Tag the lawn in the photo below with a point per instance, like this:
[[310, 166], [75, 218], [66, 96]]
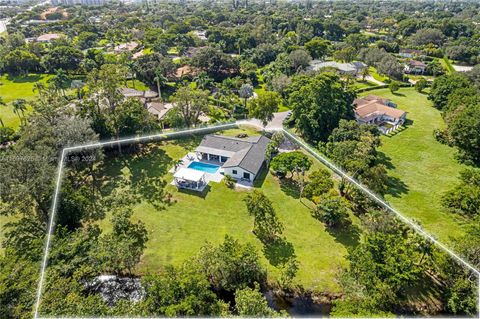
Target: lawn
[[17, 87], [177, 232], [421, 168], [376, 75], [359, 84]]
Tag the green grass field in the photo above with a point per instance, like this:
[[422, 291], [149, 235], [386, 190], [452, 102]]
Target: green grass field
[[17, 87], [421, 168], [177, 232]]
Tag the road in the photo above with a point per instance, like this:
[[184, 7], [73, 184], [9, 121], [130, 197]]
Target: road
[[3, 26], [373, 80]]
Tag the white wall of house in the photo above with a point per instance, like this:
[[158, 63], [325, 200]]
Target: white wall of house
[[237, 172]]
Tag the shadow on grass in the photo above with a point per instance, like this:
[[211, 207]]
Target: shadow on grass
[[188, 142], [202, 194], [258, 182], [395, 186], [408, 122], [24, 79], [424, 297], [279, 251], [347, 236], [290, 187], [147, 167]]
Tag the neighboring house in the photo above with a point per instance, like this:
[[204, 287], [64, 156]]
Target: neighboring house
[[159, 109], [343, 68], [409, 53], [201, 34], [359, 66], [126, 47], [138, 54], [241, 158], [378, 111], [78, 2], [416, 67], [49, 37]]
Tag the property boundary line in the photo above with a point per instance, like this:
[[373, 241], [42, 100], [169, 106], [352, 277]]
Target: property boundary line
[[154, 137]]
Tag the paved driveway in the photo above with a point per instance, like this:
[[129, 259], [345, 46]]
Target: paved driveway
[[275, 124]]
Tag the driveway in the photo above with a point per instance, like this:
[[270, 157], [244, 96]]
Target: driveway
[[373, 80], [275, 124]]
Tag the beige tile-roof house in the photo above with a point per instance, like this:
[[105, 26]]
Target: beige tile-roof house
[[378, 111]]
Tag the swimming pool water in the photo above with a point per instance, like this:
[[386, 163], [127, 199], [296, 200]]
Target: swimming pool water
[[204, 167]]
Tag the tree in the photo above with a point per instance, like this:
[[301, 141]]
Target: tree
[[245, 92], [318, 48], [150, 66], [444, 85], [86, 40], [132, 118], [60, 81], [273, 145], [264, 106], [203, 81], [420, 85], [215, 63], [319, 182], [231, 265], [463, 128], [428, 36], [461, 287], [332, 210], [300, 59], [190, 103], [265, 221], [464, 199], [291, 162], [178, 292], [393, 87], [160, 80], [365, 73], [20, 62], [62, 57], [318, 105], [389, 258], [389, 66], [121, 250], [251, 303], [20, 106], [346, 54]]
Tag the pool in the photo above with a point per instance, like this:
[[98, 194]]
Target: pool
[[204, 167]]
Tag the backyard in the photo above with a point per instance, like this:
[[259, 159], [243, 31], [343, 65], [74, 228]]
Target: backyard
[[17, 87], [421, 168], [178, 230]]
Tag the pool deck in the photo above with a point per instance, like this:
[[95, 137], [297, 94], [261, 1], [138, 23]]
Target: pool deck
[[209, 177]]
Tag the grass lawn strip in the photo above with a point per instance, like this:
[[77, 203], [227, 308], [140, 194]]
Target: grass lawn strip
[[422, 169]]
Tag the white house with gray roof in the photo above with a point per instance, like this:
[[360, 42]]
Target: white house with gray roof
[[241, 158]]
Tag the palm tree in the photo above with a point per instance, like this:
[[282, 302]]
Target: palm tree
[[38, 87], [20, 106], [60, 81], [203, 81], [365, 72], [245, 92], [176, 164], [161, 80]]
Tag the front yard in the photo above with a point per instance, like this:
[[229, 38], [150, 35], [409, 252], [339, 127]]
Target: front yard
[[421, 168], [178, 231], [17, 87]]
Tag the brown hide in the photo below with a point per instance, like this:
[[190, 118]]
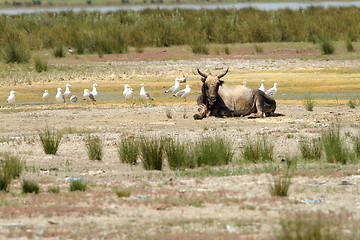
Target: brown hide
[[219, 99]]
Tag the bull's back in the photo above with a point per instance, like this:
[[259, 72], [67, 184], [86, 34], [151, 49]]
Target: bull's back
[[238, 99]]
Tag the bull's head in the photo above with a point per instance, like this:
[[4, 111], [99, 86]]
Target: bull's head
[[211, 85]]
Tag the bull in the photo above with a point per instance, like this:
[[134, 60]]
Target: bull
[[221, 100]]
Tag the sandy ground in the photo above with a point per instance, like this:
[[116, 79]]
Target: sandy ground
[[229, 202]]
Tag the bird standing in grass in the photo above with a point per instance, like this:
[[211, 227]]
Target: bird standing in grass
[[144, 94], [59, 96], [262, 86], [183, 93], [94, 90], [67, 93], [272, 91], [175, 87], [128, 92], [88, 95], [11, 99], [46, 96]]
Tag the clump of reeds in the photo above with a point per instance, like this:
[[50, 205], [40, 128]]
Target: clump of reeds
[[128, 150], [261, 150], [50, 140], [94, 147]]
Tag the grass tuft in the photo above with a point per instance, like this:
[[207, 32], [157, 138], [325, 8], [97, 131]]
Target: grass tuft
[[213, 151], [94, 147], [30, 187], [50, 140], [78, 186], [179, 155], [335, 150], [151, 152], [258, 151], [128, 150], [122, 193], [40, 64], [311, 150], [309, 104], [280, 186]]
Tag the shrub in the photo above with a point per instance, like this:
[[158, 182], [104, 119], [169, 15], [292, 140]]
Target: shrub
[[258, 151], [349, 46], [55, 189], [15, 49], [121, 193], [199, 47], [12, 165], [30, 187], [151, 152], [310, 150], [213, 151], [309, 104], [128, 150], [94, 147], [40, 64], [59, 52], [50, 140], [352, 104], [78, 186], [5, 180], [179, 155], [335, 150], [280, 186], [327, 48]]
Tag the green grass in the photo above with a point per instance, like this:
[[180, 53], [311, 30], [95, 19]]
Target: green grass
[[30, 187], [213, 151], [152, 152], [78, 186], [40, 64], [122, 193], [259, 151], [310, 149], [180, 155], [94, 147], [334, 146], [280, 186], [12, 165], [309, 104], [128, 150], [50, 140]]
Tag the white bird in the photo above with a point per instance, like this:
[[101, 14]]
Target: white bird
[[262, 86], [88, 95], [272, 91], [182, 79], [73, 98], [94, 91], [128, 92], [144, 94], [183, 93], [67, 93], [59, 96], [46, 96], [11, 99], [70, 51], [175, 87]]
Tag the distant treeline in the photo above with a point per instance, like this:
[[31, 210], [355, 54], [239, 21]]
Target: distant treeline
[[114, 32]]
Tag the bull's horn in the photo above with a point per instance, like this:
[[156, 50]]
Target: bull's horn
[[202, 74], [221, 75]]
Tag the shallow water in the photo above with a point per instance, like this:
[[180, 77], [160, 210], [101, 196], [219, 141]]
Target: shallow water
[[260, 6]]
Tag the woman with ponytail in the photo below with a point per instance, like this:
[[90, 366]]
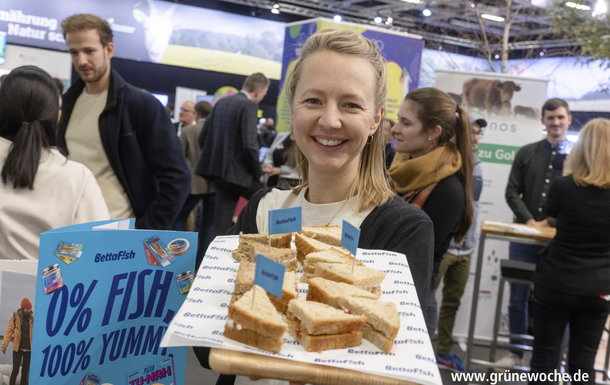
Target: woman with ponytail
[[40, 189], [432, 169]]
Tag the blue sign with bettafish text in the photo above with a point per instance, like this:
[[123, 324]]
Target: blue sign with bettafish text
[[269, 275], [350, 236], [284, 221]]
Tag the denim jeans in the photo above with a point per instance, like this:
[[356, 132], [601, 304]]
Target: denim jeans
[[519, 293], [454, 271], [586, 315]]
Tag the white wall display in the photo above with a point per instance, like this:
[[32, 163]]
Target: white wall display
[[495, 98], [57, 64]]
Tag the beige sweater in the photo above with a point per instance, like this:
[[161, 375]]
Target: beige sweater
[[65, 193]]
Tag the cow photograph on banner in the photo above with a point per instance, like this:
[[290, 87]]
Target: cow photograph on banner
[[511, 106]]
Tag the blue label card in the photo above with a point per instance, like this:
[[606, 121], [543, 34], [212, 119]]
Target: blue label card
[[284, 221], [269, 275], [350, 236]]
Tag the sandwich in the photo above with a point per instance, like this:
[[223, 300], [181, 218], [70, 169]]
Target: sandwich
[[331, 255], [286, 257], [321, 327], [330, 235], [382, 320], [306, 245], [328, 292], [255, 323], [362, 277], [245, 280], [246, 241]]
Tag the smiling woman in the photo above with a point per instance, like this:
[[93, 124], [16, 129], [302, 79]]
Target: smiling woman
[[337, 93]]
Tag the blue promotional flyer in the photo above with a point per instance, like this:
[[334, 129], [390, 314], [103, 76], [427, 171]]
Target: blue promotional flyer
[[104, 298]]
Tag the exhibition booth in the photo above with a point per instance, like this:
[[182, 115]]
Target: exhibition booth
[[168, 50]]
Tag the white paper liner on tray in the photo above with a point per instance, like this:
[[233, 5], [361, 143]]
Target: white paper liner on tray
[[201, 319]]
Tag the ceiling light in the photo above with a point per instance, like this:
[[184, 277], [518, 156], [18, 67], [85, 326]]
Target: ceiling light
[[492, 17], [600, 7], [578, 6]]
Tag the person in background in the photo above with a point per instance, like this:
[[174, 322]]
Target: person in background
[[188, 116], [572, 278], [20, 328], [337, 96], [532, 172], [455, 266], [201, 190], [266, 133], [122, 134], [40, 189], [388, 137], [229, 149], [279, 163], [60, 85], [432, 170]]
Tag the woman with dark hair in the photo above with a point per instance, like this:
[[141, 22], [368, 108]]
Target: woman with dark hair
[[572, 279], [41, 190], [432, 169]]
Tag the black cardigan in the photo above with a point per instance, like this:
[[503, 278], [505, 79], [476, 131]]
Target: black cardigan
[[577, 261], [394, 226]]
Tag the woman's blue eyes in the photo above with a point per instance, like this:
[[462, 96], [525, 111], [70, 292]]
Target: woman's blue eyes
[[317, 101]]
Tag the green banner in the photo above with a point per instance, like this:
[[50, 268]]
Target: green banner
[[495, 153]]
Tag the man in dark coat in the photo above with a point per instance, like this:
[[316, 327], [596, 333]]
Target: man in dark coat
[[122, 134], [229, 149]]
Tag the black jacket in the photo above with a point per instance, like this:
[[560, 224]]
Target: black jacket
[[229, 143], [394, 226], [142, 148]]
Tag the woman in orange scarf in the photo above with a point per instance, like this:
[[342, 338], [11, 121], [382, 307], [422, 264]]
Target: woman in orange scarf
[[432, 169]]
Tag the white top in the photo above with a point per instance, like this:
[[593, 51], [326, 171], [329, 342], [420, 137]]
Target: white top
[[330, 214], [85, 146], [65, 193]]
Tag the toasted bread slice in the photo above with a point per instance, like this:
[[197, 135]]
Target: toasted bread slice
[[247, 240], [330, 235], [252, 338], [382, 316], [318, 318], [331, 255], [362, 277], [245, 280], [328, 292], [260, 316], [377, 338], [306, 245], [286, 257], [319, 343]]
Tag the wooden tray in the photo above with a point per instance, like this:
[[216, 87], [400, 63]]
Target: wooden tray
[[248, 364], [546, 233]]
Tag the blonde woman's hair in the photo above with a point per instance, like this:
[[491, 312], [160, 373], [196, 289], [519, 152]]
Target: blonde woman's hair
[[588, 162], [370, 187]]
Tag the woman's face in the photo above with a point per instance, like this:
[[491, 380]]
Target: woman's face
[[409, 133], [333, 112]]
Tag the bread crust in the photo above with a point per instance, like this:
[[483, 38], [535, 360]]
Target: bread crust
[[318, 293], [252, 338], [333, 321], [318, 343]]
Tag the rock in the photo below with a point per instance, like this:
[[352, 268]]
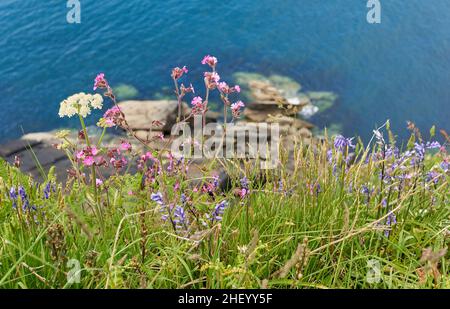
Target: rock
[[293, 122], [125, 92], [141, 114], [42, 137]]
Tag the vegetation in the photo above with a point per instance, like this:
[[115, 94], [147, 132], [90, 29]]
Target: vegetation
[[346, 216]]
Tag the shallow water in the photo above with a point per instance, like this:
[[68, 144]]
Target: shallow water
[[397, 70]]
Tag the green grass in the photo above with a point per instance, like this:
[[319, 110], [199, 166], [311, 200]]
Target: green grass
[[294, 238]]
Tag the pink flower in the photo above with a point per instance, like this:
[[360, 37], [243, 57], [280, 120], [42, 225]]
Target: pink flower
[[93, 150], [197, 102], [125, 146], [223, 87], [177, 73], [176, 187], [210, 60], [211, 79], [88, 161], [236, 108], [100, 81], [113, 117], [185, 90], [197, 105]]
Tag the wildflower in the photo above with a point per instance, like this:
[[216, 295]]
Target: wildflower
[[48, 189], [112, 117], [236, 108], [433, 176], [180, 218], [211, 79], [89, 156], [80, 104], [197, 105], [13, 197], [390, 221], [433, 145], [177, 73], [157, 198], [244, 190], [445, 165], [342, 143], [367, 191], [17, 161], [62, 134], [218, 211], [125, 146], [210, 60], [98, 182], [224, 88], [100, 82], [185, 90]]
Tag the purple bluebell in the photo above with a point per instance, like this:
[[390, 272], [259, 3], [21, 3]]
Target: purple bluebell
[[433, 145], [445, 165], [244, 183], [13, 197], [432, 176], [390, 221], [218, 211], [158, 198], [180, 217], [183, 198], [47, 191]]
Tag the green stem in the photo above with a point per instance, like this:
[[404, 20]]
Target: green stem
[[93, 177]]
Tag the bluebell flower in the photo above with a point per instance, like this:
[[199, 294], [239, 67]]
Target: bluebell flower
[[390, 221], [244, 183], [13, 197], [432, 176], [180, 218], [158, 198], [218, 211], [341, 143]]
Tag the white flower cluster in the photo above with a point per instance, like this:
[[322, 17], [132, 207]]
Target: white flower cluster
[[80, 103]]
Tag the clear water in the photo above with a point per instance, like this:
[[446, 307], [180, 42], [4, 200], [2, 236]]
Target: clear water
[[398, 70]]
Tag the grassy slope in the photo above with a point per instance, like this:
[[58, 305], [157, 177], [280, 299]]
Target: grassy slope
[[124, 244]]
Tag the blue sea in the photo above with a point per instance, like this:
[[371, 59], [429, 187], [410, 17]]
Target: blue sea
[[397, 70]]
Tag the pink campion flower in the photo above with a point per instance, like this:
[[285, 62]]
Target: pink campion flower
[[197, 105], [177, 73], [185, 89], [243, 193], [100, 82], [176, 187], [211, 79], [113, 117], [210, 60], [223, 87], [88, 161], [236, 108], [93, 150], [197, 102], [125, 146]]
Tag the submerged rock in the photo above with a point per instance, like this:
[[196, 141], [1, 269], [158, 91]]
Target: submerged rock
[[125, 92]]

**AIM OF THE TASK:**
What lines of the material above contain "below"? Return each of them.

**OUTPUT:**
Tag the lawn in the photo below with a point per instance, like this:
Tag the brown hide in the photo below with a point per instance, like this:
Tag the woman with ponytail in the photo below with a point per instance, like this:
Tag the rock in the photo below with a point per instance, like this:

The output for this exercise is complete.